*Work required*
Copy the data below line for line, changing nothing.

— Begin Provided records —

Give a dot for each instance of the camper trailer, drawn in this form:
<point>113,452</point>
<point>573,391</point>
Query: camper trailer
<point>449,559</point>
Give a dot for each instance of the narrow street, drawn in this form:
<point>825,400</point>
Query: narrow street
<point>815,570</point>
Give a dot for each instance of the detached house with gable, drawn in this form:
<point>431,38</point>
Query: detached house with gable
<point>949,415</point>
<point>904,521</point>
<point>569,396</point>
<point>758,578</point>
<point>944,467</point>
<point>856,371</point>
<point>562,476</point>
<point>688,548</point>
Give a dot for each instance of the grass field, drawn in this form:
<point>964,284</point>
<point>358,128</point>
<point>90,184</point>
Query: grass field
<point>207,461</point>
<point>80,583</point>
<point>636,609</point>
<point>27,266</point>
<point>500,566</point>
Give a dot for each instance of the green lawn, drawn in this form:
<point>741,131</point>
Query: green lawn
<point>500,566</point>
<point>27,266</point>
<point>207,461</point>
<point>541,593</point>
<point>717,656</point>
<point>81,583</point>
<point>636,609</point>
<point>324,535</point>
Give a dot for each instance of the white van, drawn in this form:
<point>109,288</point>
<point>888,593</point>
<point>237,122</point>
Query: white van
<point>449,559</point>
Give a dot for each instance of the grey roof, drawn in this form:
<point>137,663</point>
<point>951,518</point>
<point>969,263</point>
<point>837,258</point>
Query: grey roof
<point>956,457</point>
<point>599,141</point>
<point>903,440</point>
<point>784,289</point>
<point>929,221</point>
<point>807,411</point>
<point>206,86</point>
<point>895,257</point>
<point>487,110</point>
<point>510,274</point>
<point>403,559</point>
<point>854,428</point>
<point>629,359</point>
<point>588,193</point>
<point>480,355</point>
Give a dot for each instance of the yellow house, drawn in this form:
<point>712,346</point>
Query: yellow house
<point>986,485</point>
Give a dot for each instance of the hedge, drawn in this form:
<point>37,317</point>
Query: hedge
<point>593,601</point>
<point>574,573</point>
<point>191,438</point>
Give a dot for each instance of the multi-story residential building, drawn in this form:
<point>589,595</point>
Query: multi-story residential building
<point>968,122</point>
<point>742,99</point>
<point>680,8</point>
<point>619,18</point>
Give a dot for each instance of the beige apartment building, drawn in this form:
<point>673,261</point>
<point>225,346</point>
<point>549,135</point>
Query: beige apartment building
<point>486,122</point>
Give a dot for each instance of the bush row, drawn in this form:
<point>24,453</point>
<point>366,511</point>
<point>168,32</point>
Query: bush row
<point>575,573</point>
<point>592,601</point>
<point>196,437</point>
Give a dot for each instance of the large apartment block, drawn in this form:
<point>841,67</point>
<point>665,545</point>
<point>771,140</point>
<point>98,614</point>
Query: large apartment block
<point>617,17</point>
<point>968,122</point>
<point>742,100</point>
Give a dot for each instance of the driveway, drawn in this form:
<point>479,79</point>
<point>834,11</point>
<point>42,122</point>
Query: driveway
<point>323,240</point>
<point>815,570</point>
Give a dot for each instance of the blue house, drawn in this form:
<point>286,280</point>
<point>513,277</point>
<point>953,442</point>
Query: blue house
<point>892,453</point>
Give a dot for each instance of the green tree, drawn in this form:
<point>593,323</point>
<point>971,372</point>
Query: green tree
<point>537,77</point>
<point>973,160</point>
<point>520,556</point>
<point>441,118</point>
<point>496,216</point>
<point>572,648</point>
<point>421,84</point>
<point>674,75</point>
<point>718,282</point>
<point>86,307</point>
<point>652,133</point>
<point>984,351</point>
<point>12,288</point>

— End Provided records —

*Exercise response*
Give a dot for each instance of the camper trailer, drawn in this form:
<point>113,452</point>
<point>573,391</point>
Query: camper trailer
<point>449,559</point>
Give a dot for each instance of the narrow street, drawn in this form:
<point>825,400</point>
Query: narrow street
<point>815,570</point>
Give a dot for each instance of the detached house with gable, drawn in this form:
<point>431,38</point>
Query: detached house with gable
<point>949,415</point>
<point>904,521</point>
<point>569,396</point>
<point>758,578</point>
<point>944,467</point>
<point>856,371</point>
<point>562,476</point>
<point>688,548</point>
Give a dot for each instance of the grass field, drawn in this form:
<point>964,284</point>
<point>358,128</point>
<point>90,184</point>
Query: grass field
<point>207,461</point>
<point>80,583</point>
<point>636,609</point>
<point>27,266</point>
<point>500,566</point>
Give a dot for each instance of the green lawn, drawn in this form:
<point>741,131</point>
Query: green lawn
<point>500,566</point>
<point>27,266</point>
<point>207,461</point>
<point>541,593</point>
<point>717,656</point>
<point>81,583</point>
<point>636,609</point>
<point>324,535</point>
Give a dot for each instance of the white van, drawn in this form:
<point>109,288</point>
<point>888,593</point>
<point>237,122</point>
Query: white van
<point>449,559</point>
Give a dot for each instance of the grey roof, drawn in this form:
<point>137,663</point>
<point>951,518</point>
<point>969,263</point>
<point>837,258</point>
Query: grey roof
<point>956,457</point>
<point>599,141</point>
<point>903,440</point>
<point>784,289</point>
<point>929,221</point>
<point>807,411</point>
<point>206,86</point>
<point>895,257</point>
<point>487,110</point>
<point>510,274</point>
<point>403,559</point>
<point>854,428</point>
<point>629,359</point>
<point>588,193</point>
<point>480,355</point>
Give a dot for each instance of the yellow house, drawn in this form:
<point>712,346</point>
Query: yellow house
<point>986,485</point>
Give a dot for each instance of the hedge, drawn in this form:
<point>37,317</point>
Query: hedge
<point>593,601</point>
<point>574,573</point>
<point>191,438</point>
Give a dot for each instance of the multi-story residential building, drawn in this form:
<point>589,595</point>
Query: multi-story residential building
<point>968,122</point>
<point>742,99</point>
<point>680,8</point>
<point>619,18</point>
Give a dot for each instance of the beige apartment building, drawn in this form:
<point>673,261</point>
<point>225,346</point>
<point>549,135</point>
Query: beige apartment building
<point>486,122</point>
Give a dot for each instance of the bush row, drawn in this form:
<point>24,453</point>
<point>366,511</point>
<point>168,32</point>
Query: bush row
<point>575,573</point>
<point>592,601</point>
<point>196,437</point>
Give a dot for each instance of the large apartment block, drawn in this form:
<point>841,67</point>
<point>665,545</point>
<point>771,140</point>
<point>98,614</point>
Query: large apartment block
<point>617,17</point>
<point>968,122</point>
<point>742,100</point>
Give a dot for each instance of the driveway, drawn in this form:
<point>479,79</point>
<point>834,11</point>
<point>42,122</point>
Query: driveway
<point>323,240</point>
<point>815,570</point>
Give a dot for each instance of the blue house, drawn in this form:
<point>286,280</point>
<point>513,277</point>
<point>953,442</point>
Query: blue house
<point>892,453</point>
Give a dot for each instance of the green tree, drawn in this form:
<point>593,323</point>
<point>971,372</point>
Query: green tree
<point>537,77</point>
<point>973,160</point>
<point>520,556</point>
<point>441,118</point>
<point>496,216</point>
<point>572,648</point>
<point>421,84</point>
<point>674,75</point>
<point>718,282</point>
<point>86,307</point>
<point>652,133</point>
<point>984,351</point>
<point>12,288</point>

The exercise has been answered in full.